___ Given passage ___

The 2024 Republican National Convention is an event in which delegates of the United States Republican Party will select the party's nominees for president and vice president in the 2024 United States presidential election. It is planned to be held at the Fiserv Forum in Milwaukee, Wisconsin.

Site selection 

On January 7, 2022, a spokesperson for the Republican National Committee said that four potential host cities have been selected for the 2024 convention: Milwaukee, Nashville, Pittsburgh and Salt Lake City. Milwaukee was the host city for the 2020 Democratic National Convention, whose events had largely been held virtually and outside of Milwaukee due to the COVID-19 pandemic. Milwaukee and Pittsburgh are both located in key swing states (Wisconsin and Pennsylvania, respectively) that have both played a significant role in determining the winner of the Electoral College in recent elections, while Nashville and Salt Lake City are both the respective state capitals of Tennessee and Utah, which have been reliably Republican states throughout most of the previous half-century (even though the capital cities themselves are considered Democratic strongholds within their states). From 2008 through the 2020 election, both the Democratic Party and Republican Party have only held their conventions in swing states. Houston had previously taken steps towards bidding, but decided against it due to conflicts with other scheduled events at venues. Other locations that had, at one point, had an interest in hosting, but which ultimately did not bid, included Columbus, Las Vegas, San Antonio, and the state of Georgia. Kansas City, Missouri had made a formal bid, but withdrew their bid in late December 2021, prior to the finalist cities being named.

___ Exercise data ___

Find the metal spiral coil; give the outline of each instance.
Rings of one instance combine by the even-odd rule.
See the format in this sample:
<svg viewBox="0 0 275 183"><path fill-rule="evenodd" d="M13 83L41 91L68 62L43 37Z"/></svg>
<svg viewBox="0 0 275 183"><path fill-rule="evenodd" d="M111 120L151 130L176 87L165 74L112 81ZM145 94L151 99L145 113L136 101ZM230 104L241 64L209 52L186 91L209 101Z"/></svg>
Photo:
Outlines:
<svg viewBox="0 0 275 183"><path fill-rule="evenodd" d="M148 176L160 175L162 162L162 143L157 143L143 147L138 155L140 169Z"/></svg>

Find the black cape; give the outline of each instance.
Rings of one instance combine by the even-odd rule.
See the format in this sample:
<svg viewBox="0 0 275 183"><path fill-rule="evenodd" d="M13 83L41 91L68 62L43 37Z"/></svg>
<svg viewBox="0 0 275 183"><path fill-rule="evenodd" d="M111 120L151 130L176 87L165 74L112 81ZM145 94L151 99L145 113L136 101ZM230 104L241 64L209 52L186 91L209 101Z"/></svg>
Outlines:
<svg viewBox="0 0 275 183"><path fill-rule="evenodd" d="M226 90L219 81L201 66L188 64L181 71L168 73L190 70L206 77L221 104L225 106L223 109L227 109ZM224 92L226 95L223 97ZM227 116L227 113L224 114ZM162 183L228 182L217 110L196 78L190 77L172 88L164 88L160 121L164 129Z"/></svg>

___

• Assignment: According to the passage on the 2024 Republican National Convention, which city made a formal bid but withdrew it in late December 2021?

• Solution: Kansas City, Missouri